* Exercise objective *
Drop every picture and give the entries back exactly.

Point-based annotation data
====

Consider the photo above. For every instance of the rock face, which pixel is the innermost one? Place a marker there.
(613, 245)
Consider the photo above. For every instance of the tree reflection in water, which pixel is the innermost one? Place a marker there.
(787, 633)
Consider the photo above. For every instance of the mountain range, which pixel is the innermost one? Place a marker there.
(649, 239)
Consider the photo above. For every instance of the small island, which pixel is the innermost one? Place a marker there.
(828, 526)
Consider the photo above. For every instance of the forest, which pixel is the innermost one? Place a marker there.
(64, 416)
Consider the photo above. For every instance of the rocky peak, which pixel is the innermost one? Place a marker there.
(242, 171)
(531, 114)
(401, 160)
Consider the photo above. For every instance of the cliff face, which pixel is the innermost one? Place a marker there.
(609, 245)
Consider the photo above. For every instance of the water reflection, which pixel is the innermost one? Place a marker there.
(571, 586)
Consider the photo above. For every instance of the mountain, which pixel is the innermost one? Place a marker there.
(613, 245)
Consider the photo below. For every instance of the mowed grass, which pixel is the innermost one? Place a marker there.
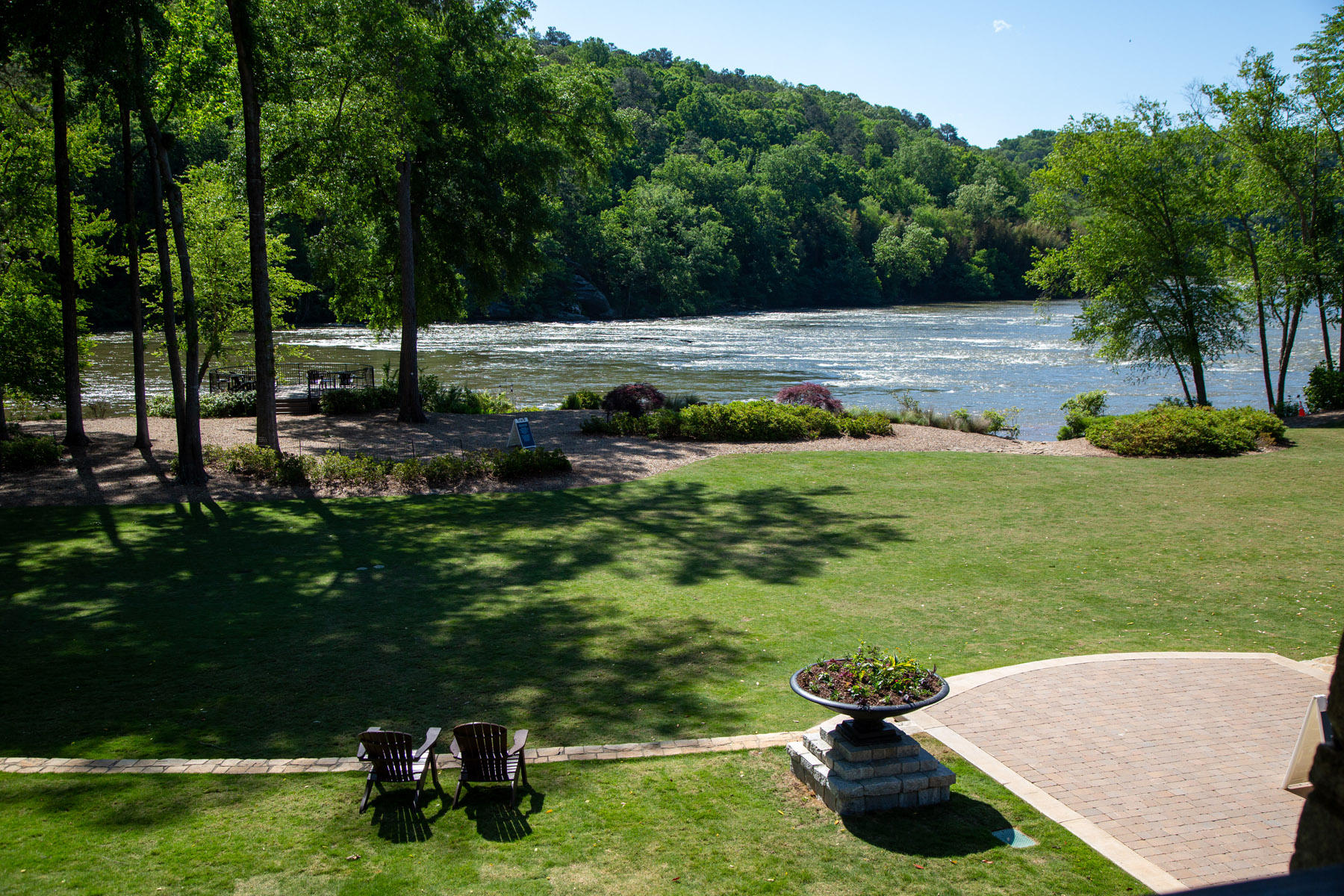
(712, 824)
(668, 608)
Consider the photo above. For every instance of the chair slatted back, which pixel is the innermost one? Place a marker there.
(393, 754)
(484, 750)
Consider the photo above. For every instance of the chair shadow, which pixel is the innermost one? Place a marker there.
(399, 821)
(497, 820)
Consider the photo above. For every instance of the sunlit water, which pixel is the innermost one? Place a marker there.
(948, 356)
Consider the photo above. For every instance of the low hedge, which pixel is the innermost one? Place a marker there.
(741, 422)
(211, 405)
(22, 452)
(260, 462)
(1187, 432)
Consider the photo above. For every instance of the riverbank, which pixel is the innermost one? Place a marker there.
(113, 472)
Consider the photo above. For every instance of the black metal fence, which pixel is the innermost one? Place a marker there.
(293, 376)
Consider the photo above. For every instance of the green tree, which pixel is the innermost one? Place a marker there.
(33, 346)
(670, 255)
(217, 222)
(1147, 254)
(906, 254)
(1273, 195)
(458, 113)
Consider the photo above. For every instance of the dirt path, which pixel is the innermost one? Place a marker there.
(113, 472)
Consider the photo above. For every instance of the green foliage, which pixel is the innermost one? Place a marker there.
(358, 401)
(1148, 261)
(215, 222)
(461, 399)
(22, 452)
(364, 472)
(1186, 432)
(1324, 390)
(211, 405)
(1081, 411)
(1004, 421)
(759, 421)
(871, 677)
(582, 401)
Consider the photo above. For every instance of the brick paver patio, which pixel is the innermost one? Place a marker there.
(1169, 765)
(1180, 758)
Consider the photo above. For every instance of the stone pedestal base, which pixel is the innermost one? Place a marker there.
(855, 778)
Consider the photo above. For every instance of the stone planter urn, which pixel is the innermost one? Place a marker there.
(865, 763)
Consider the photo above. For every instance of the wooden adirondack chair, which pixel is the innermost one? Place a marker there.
(396, 761)
(480, 746)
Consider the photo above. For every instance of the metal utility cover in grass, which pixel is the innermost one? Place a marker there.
(1015, 839)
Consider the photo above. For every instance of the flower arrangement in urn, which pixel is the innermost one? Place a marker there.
(870, 677)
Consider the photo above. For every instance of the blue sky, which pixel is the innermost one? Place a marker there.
(994, 69)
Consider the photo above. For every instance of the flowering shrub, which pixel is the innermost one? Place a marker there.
(811, 395)
(635, 399)
(1186, 432)
(870, 677)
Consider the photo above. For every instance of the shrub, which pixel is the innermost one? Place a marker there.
(1004, 421)
(871, 677)
(211, 405)
(367, 472)
(582, 401)
(685, 399)
(1184, 432)
(1324, 390)
(1081, 411)
(359, 401)
(865, 423)
(461, 399)
(811, 395)
(28, 453)
(635, 399)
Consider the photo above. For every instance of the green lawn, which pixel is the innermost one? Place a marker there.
(675, 606)
(712, 824)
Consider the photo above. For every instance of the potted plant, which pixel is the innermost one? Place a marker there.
(868, 685)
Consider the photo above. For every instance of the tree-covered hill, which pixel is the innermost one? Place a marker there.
(737, 191)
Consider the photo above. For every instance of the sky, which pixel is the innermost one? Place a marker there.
(994, 69)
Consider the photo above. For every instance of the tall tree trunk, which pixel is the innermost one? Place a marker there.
(66, 261)
(268, 432)
(191, 465)
(1285, 347)
(1260, 308)
(137, 320)
(191, 462)
(408, 398)
(1325, 334)
(166, 290)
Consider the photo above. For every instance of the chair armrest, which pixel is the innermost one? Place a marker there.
(359, 754)
(430, 739)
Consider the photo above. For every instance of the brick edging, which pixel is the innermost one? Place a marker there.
(35, 765)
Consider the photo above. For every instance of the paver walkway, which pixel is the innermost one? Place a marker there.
(1171, 765)
(35, 765)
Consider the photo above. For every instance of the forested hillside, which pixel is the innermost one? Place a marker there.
(737, 191)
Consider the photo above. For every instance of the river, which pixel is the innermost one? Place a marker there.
(947, 356)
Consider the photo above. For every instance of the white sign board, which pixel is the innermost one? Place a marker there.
(1316, 729)
(522, 435)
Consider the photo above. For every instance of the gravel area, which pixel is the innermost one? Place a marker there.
(113, 472)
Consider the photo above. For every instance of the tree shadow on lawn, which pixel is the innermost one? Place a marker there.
(957, 828)
(285, 629)
(131, 801)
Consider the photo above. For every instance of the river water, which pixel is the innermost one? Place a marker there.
(947, 356)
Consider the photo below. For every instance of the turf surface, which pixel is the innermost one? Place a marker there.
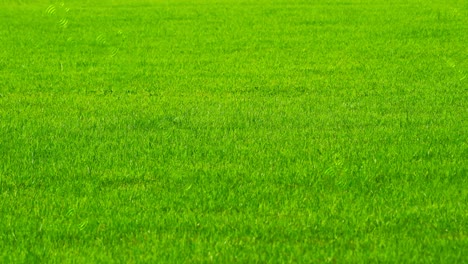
(233, 131)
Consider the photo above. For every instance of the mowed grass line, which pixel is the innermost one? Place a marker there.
(233, 132)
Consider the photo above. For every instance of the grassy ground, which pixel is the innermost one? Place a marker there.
(234, 131)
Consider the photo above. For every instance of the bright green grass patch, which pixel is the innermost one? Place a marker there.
(251, 131)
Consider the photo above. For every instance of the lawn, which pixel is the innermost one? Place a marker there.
(269, 131)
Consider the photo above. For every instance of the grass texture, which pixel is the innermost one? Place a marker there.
(234, 131)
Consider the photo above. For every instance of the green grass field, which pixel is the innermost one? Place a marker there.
(223, 131)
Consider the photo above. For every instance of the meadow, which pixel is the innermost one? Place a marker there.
(269, 131)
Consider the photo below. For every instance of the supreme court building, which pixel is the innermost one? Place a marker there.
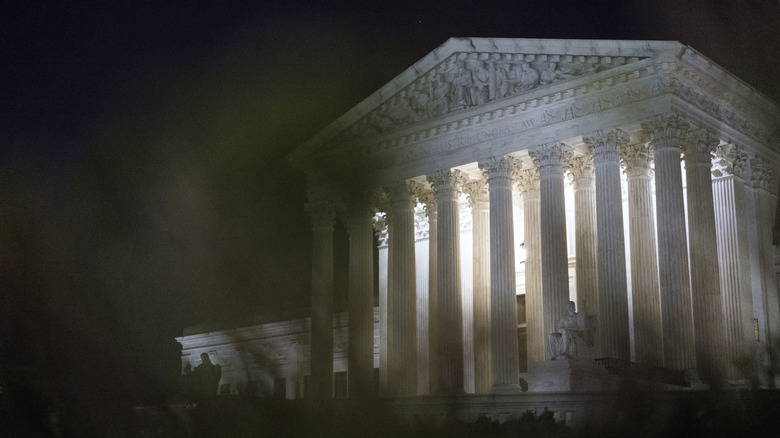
(501, 178)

====

* Task solution *
Consider the photo above. For every instance of the rock face, which pixel is the innermost one? Place a marker there.
(613, 245)
Consider the photo above. For every instance of the tree reflection in water, which pixel is the innermost one? Place a marker there.
(787, 633)
Consider the photo above. For every instance of the mountain range, which pixel is the innermost one? Place a marker there.
(649, 239)
Consider the photo above. For every instance of the small island, which pixel is the innermost one? Place a marker there.
(828, 526)
Consider the photo above. For every instance of the forest, which pixel is the innermost one? Place a marker there.
(64, 416)
Consider the photo above. For every instance of the rocky peak, which pixel is the innermost one? Place a marker there.
(242, 171)
(531, 114)
(401, 160)
Consider the photo above. For every instance of the cliff face, which pixel is the innermost one? Place a marker there.
(609, 245)
Consider the photo above. For every instance of the water reflection, which pixel is the innermost one? Place a marker there.
(571, 586)
Consider the photo above. For every instance of the mountain, which pixel is the innermost one? Place a marker there.
(613, 245)
Consider the photo below. For every instance of the mowed grass, which pixel is the innermost one? Place a marker there.
(712, 824)
(668, 608)
Consider the photo above. For every instance of the chair slatted back, which pixel is the innermost one? Place a marker there.
(393, 754)
(484, 750)
Consider the photo above. For every instance of the chair shadow, which pixel is the innermost one? Place a marker there.
(399, 821)
(497, 820)
Consider the photo above. For every instance of the sunlit water, which pixel is the innermost one? Place a marker there.
(948, 356)
Consider the photo above. For every instance of the low hedge, which pixel is the innermost one? Place a marker there.
(741, 422)
(211, 405)
(22, 452)
(260, 462)
(1187, 432)
Consider the photo above. For every instance of the riverbank, which pixel is the innermost one? Place a marker there.
(113, 472)
Consider the photo above. For every instance of the black metal fence, which pixel is the innermost one? Place a marker there.
(293, 376)
Consider the photo above. For every instance of the green tree, which pixel is the innermost one? Place a marker there.
(33, 346)
(670, 255)
(217, 222)
(1147, 254)
(906, 254)
(1273, 195)
(458, 113)
Consider the photo above. For every instance of the dirt path, which pixel is the innermost one? Place a marker there.
(113, 472)
Consider the photo above. For every instance of the green foliage, which pixel is the innermost one? Place a marker there.
(358, 401)
(1148, 261)
(215, 222)
(461, 399)
(22, 452)
(364, 472)
(1186, 432)
(1324, 390)
(211, 405)
(1081, 411)
(1004, 421)
(759, 421)
(871, 677)
(582, 401)
Consider the photo above. For every instance of the brick paver patio, which pixel is the innermost one? Place a marker there.
(1169, 765)
(1180, 758)
Consider the photo above. For every instance of the stone pedestal base, which pixel is the innermost one? Place a marker there.
(855, 778)
Consider the photo above. For every instance of the stone planter urn, which pixel is the innermost one? Place a marker there.
(865, 763)
Consider the photo above. For every instance of the wooden adirondack chair, which pixel is the innermost one? Place a marker there.
(396, 761)
(480, 746)
Consider the photo above. For every instance of the metal utility cover in grass, which pixel is the innermost one? Place a marker there.
(1015, 839)
Consider the photo above. For every instance of the flower arrangement in urn, which pixel is the innermost one? Place a marker there.
(870, 677)
Consider the photo above. For every instance of the blue sky, which pixel is the innermost one? Place a marker there.
(994, 69)
Consider the photo above. For every instance of the flowering shrub, which pixel is the innermost one? Place a marker there.
(811, 395)
(635, 399)
(1186, 432)
(870, 677)
Consider the photo above. For every instance of the shrub, which pixel is the innermost one? Place a marker there.
(1004, 421)
(871, 677)
(211, 405)
(367, 472)
(582, 401)
(685, 399)
(1184, 432)
(1324, 390)
(1081, 411)
(359, 401)
(865, 423)
(461, 399)
(811, 395)
(28, 453)
(635, 399)
Consider the photo above. For every instance of the green lawn, which pixel is the innermost one? Place a marker there.
(675, 606)
(712, 824)
Consider the photo above. For every instance of the potted plant, which pixel is the innermost one? Place a marker there.
(868, 685)
Consider the photo above. For every instance of the tree-covered hill, which pixel is the innermost one? Place a marker there.
(737, 191)
Consider the photo above. For every instance of the sky, which pixel is the innermost one? Place a marker there.
(994, 69)
Consider the photo above. For every instance of the tall tree trunk, which pixel is the innermost one? Place a marker there.
(66, 261)
(268, 432)
(191, 465)
(1285, 347)
(1260, 308)
(137, 320)
(191, 462)
(408, 398)
(1325, 334)
(166, 290)
Consider the photo above. For every instance of the chair armrest, which pixel is the innermost one? Place a marker there.
(359, 754)
(430, 739)
Consider the photo above. For every instance of the brick edging, which pixel is the innermost one? Place a marker there.
(35, 765)
Consider the photo above. For every instance of the paver walkway, which pixel is the innermost one? Place a marker there.
(1171, 765)
(35, 765)
Consider the photo above. For every instance of the forested hillside, which pixel is the innermost one? Place a marker there.
(737, 191)
Consider the photo above. For every instance of the river, which pixel is the innermost one? Place a marker there.
(947, 356)
Consider the photo above. For every instance of the white sign board, which pixel is the innermost one? Place a marker there.
(1316, 729)
(522, 435)
Consider the photo above. For every instance of the gravel area, which pixel is the innermost one? Place a marker there.
(113, 472)
Consider the photo above. For every instance of the tree shadow on lawn, which pixel is the innermost one? Place a marker there.
(957, 828)
(285, 629)
(131, 801)
Consider the photo above. For every instance of the river water, which pixel is the innermost one? Place a marker there.
(947, 356)
Consider the photo below. For every instance of the turf surface, which pixel is the innermost one? Place a marker there.
(233, 131)
Consider the photo above. For every instance of the mowed grass line, which pixel is the innermost one? Place a marker there.
(233, 132)
Consider the photo above. For every instance of the grassy ground, which pixel is the innermost one? Place a marker there.
(234, 131)
Consider the photo above. For every instance of the bright green grass patch, which pixel is the innermost one? Place a marker there.
(251, 131)
Consider the photo above. For every instance of the lawn, which pixel is the innermost one? Place a marker there.
(269, 131)
Consider the photo above. For every instance of the grass texture, which pixel is the innermost one? Place a marker there.
(234, 131)
Consider the photo above. For every instance of the green grass field, which pixel is the innermost one? Place a marker there.
(223, 131)
Consider the photo above. For every instance of the meadow, which pixel is the innermost one? Place a marker there.
(269, 131)
Consider the photo below. For every instance of the supreme court building, which pixel is the innermost one? Place a marker there.
(501, 178)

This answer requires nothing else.